---- Data

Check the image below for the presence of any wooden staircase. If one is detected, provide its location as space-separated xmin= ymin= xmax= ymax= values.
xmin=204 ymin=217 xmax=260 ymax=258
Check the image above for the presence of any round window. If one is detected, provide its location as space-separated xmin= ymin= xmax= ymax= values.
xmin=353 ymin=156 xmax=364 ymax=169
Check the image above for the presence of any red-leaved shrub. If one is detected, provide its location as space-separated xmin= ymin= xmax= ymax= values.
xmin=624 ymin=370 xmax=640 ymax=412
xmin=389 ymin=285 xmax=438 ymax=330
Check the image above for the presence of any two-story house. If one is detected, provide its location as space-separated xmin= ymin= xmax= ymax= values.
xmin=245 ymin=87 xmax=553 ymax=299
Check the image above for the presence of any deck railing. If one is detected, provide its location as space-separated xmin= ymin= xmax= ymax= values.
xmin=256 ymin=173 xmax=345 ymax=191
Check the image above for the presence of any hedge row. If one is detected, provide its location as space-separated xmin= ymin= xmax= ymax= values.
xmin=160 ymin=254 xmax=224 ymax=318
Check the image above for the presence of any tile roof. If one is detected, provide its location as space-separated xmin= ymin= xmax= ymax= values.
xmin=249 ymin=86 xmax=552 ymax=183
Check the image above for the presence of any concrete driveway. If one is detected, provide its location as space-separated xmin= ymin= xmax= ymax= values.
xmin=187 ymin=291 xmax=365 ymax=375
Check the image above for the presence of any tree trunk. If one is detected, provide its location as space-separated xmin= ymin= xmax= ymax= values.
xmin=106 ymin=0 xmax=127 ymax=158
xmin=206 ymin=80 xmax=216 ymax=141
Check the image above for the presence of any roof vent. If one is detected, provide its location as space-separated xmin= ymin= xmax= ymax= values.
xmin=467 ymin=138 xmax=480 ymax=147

--------

**What to produce:** Reproduce verbatim the lines of the entries beginning with the line containing "Check the image above for the presence of any hedge" and continuing through the line containing "xmin=187 ymin=291 xmax=365 ymax=375", both of those lines included.

**The reply:**
Check the image above for the presence of any hedge row. If one is detected, provide its location as space-separated xmin= ymin= xmax= ymax= values.
xmin=160 ymin=254 xmax=224 ymax=318
Check the image above for the presence of any tile roof. If one is detected, provide its location as space-separated xmin= ymin= xmax= ymax= values.
xmin=249 ymin=86 xmax=552 ymax=183
Check the image above for the presence of any concrete driveway. If one is detected, provide its location as space-separated xmin= ymin= xmax= ymax= values.
xmin=187 ymin=291 xmax=365 ymax=375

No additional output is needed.